Lavoro richiesto –
Ricopia per intero il testo sulla lista Sardegna R-esiste, senza cambiare nulla.

+++ Testo mostrato

Ma questo è un mercato che non si può accettare. Non aderiremo a nessuna delle coalizioni oggi in campo. Stiamo invece continuando, sia pure tra mille difficoltà, a costruire una lista autonoma per affermare che, nonostante tutto, esiste un pensiero diverso. Non allineato, onesto, generoso e teso esclusivamente al bene comune.

Ci chiamiamo Sardegna R-esiste.

Se ci riusciremo sarà un grande risultato.
Se non ci riusciremo rimarrà la grande amarezza di non essere riusciti a presentare ai sardi una lista, anche sicuramente relegata ad una condizione di minorità viste le quote di sbarramento della vergognosa legge elettorale, ma realmente alternativa. Generosa, ad alto contenuto ideale, che dimostri che esiste un modello diverso rispetto a quello che alternativamente ha devastato la Sardegna e che spudoratamente si propone anche come portatore di salvezze nuove, di soluzioni inedite e fantastiche, che riempiono il dibattito il giorno prima delle elezioni e svaniscono il giorno dopo e che, per esistere, devono cancellare memoria anche recente: di fatti, di scelte, di responsabilità.

++++++
+++ Materiale fornito

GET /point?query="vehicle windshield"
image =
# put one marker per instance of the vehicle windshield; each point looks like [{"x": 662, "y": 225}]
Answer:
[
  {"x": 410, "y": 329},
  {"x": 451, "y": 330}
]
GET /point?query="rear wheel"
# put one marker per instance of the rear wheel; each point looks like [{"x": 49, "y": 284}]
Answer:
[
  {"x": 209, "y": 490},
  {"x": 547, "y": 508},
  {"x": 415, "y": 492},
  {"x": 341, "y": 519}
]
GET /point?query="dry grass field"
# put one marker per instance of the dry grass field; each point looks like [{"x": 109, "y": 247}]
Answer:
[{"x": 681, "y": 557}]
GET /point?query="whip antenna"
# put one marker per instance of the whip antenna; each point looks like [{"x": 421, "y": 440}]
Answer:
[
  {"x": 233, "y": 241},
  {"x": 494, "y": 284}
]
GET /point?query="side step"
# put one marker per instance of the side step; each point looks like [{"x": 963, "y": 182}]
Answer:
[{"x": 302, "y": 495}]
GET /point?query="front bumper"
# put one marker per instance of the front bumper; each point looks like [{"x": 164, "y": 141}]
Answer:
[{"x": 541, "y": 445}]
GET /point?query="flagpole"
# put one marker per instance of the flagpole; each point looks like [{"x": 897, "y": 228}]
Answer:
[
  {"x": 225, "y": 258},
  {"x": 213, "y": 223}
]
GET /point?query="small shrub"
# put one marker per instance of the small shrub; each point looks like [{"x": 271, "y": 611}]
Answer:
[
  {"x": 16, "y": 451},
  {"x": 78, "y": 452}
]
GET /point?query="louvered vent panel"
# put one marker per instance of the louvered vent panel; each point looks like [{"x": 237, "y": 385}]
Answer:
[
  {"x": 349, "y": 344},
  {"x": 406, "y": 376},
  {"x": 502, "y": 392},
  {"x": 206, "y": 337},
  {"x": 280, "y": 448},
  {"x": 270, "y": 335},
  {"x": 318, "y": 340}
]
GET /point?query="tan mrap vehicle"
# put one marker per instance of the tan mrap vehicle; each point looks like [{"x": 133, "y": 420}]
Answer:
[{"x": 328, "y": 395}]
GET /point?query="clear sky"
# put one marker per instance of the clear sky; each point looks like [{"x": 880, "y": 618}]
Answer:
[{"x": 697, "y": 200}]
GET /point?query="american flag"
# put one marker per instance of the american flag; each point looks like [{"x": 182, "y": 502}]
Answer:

++++++

Soluzione –
Ma questo è un mercato che non si può accettare. Non aderiremo a nessuna delle coalizioni oggi in campo. Stiamo invece continuando, sia pure tra mille difficoltà, a costruire una lista autonoma per affermare che, nonostante tutto, esiste un pensiero diverso. Non allineato, onesto, generoso e teso esclusivamente al bene comune.

Ci chiamiamo Sardegna R-esiste.

Se ci riusciremo sarà un grande risultato.
Se non ci riusciremo rimarrà la grande amarezza di non essere riusciti a presentare ai sardi una lista, anche sicuramente relegata ad una condizione di minorità viste le quote di sbarramento della vergognosa legge elettorale, ma realmente alternativa. Generosa, ad alto contenuto ideale, che dimostri che esiste un modello diverso rispetto a quello che alternativamente ha devastato la Sardegna e che spudoratamente si propone anche come portatore di salvezze nuove, di soluzioni inedite e fantastiche, che riempiono il dibattito il giorno prima delle elezioni e svaniscono il giorno dopo e che, per esistere, devono cancellare memoria anche recente: di fatti, di scelte, di responsabilità.